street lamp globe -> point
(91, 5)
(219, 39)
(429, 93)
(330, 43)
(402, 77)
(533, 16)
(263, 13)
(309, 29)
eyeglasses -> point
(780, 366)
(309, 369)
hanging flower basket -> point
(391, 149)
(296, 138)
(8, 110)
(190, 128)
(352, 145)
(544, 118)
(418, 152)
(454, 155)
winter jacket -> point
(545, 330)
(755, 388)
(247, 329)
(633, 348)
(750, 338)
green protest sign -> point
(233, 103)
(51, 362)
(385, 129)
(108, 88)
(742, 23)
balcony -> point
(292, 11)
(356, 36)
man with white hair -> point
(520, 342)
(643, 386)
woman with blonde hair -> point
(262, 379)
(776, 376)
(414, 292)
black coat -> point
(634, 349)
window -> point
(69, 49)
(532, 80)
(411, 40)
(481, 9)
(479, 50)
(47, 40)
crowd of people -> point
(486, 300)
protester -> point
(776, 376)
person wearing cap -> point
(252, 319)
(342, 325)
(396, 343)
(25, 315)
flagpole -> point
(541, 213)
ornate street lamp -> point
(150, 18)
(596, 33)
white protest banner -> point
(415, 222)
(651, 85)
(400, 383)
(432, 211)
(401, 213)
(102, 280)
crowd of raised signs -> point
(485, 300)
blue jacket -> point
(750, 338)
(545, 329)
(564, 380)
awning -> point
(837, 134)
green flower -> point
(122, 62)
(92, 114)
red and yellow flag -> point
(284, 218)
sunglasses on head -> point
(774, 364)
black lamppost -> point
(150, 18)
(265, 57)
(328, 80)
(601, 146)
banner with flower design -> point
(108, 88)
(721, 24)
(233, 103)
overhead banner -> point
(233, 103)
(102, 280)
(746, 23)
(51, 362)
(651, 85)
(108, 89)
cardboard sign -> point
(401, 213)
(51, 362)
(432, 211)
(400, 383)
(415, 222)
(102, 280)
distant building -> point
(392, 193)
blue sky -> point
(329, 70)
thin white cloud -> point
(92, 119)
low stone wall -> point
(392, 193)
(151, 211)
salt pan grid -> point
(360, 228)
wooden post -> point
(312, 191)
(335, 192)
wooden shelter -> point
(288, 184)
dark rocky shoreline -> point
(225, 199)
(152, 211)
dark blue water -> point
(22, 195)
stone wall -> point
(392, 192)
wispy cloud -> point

The problem —
All of the material shown above should be written out exactly.

Output —
street lamp globe -> point
(91, 5)
(219, 39)
(429, 93)
(330, 43)
(402, 77)
(533, 16)
(263, 13)
(309, 29)
eyeglasses -> point
(780, 366)
(309, 369)
hanging flower basket -> point
(391, 149)
(296, 138)
(8, 110)
(190, 128)
(352, 145)
(544, 118)
(418, 152)
(454, 155)
winter jacket -> point
(545, 330)
(755, 388)
(247, 329)
(633, 348)
(750, 338)
green protest sign -> point
(233, 103)
(51, 362)
(385, 129)
(108, 88)
(742, 23)
balcony -> point
(292, 11)
(356, 36)
man with white hair -> point
(520, 342)
(643, 386)
woman with blonde hair -> point
(262, 379)
(776, 376)
(414, 292)
black coat -> point
(634, 349)
window -> point
(69, 49)
(532, 80)
(411, 40)
(481, 9)
(479, 50)
(47, 40)
crowd of people -> point
(486, 300)
protester -> point
(776, 376)
person wearing cap -> point
(252, 319)
(342, 325)
(396, 343)
(25, 315)
flagpole -> point
(541, 213)
ornate street lamp -> point
(150, 18)
(596, 33)
white protest banner -> point
(415, 222)
(651, 85)
(400, 383)
(432, 211)
(401, 213)
(102, 280)
crowd of raised signs -> point
(485, 300)
blue jacket -> point
(750, 338)
(545, 329)
(564, 380)
awning -> point
(837, 134)
green flower -> point
(122, 62)
(92, 114)
red and yellow flag -> point
(284, 218)
sunglasses on head -> point
(774, 364)
black lamppost -> point
(150, 18)
(265, 57)
(328, 80)
(601, 146)
banner with flower design -> point
(108, 88)
(721, 24)
(233, 103)
overhead banner -> point
(233, 103)
(102, 280)
(746, 23)
(51, 362)
(651, 85)
(108, 89)
cardboard sign -> point
(401, 213)
(51, 362)
(432, 211)
(400, 383)
(415, 222)
(102, 280)
distant building -> point
(392, 193)
blue sky -> point
(329, 70)
thin white cloud -> point
(92, 119)
low stone wall -> point
(392, 193)
(151, 211)
salt pan grid -> point
(360, 228)
wooden post -> point
(312, 191)
(335, 192)
wooden shelter -> point
(288, 184)
dark rocky shoreline -> point
(225, 199)
(152, 211)
dark blue water -> point
(22, 195)
stone wall -> point
(392, 192)
wispy cloud -> point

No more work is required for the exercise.